I thought the couple where the lady was oiling eggs and waxing cheese for storage was the best. The Morse code and obscure language thing was brilliant. What an advantage to be able to communicate in front of others without them understanding! Only thing is, it looked like they lived in the 'burbs so once their stockpile was used up, what then? Or could just the two of them prevail against desperate thieves/attackers and defend their property? I figure they also have a bugout location but were just too smart to put that out on national tv. 

The "passivist" couple had a lot of great skills and assets, but without defense, why bother. Their whole prepping premise about a New Madrid quake cutting the country in half was half-baked, too, in my opinion. Look up ferries, lady, people crossed those rivers in the good old days without 6 lane bridges and they could do it again. And their arrogant young friend who thought it was perfectly OK to poisen somebody or slit their throat, but owning guns is wrong? Geez, who twisted his brain??

So overall it was amusing, some parts were interesting, but not all that much useful information was presented, I thought.


----------



## birdman1 (Oct 3, 2011)

▶ **AVAILABLE DATA**:
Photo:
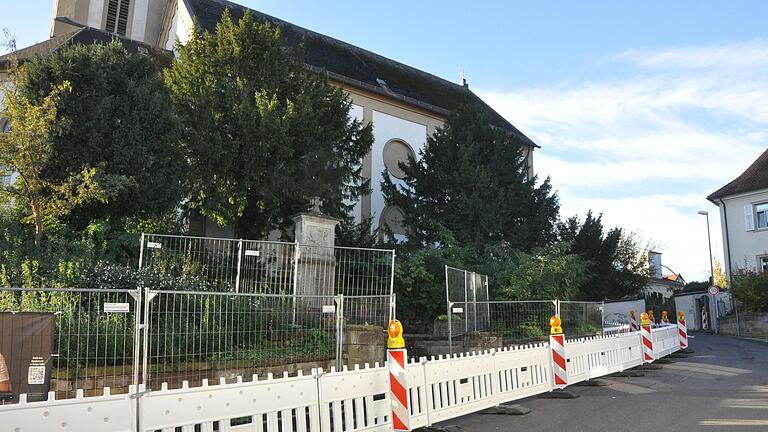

▶ **THE REQUEST**: Please revise the forum post, everything from "I thought the" down to "on national tv.", putting "supplies" in place of "stockpile". The data on this page isn't needed for anything here.

▶ **FINISHED ANSWER**:
I thought the couple where the lady was oiling eggs and waxing cheese for storage was the best. The Morse code and obscure language thing was brilliant. What an advantage to be able to communicate in front of others without them understanding! Only thing is, it looked like they lived in the 'burbs so once their supplies was used up, what then? Or could just the two of them prevail against desperate thieves/attackers and defend their property? I figure they also have a bugout location but were just too smart to put that out on national tv.